──────── 入力データ ────────
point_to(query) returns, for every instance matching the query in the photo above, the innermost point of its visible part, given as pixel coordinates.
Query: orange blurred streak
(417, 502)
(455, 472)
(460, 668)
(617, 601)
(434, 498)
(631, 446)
────────
→ **課題の内容**:
上の一覧のすべての行を、一字一句変えずにそのまま出力しなさい。

→ **解答**:
point_to(query) returns, for every instance matching the query in the photo above, the innermost point of its visible part, given as pixel coordinates.
Query: orange blurred streak
(417, 502)
(455, 472)
(460, 668)
(617, 601)
(434, 498)
(631, 446)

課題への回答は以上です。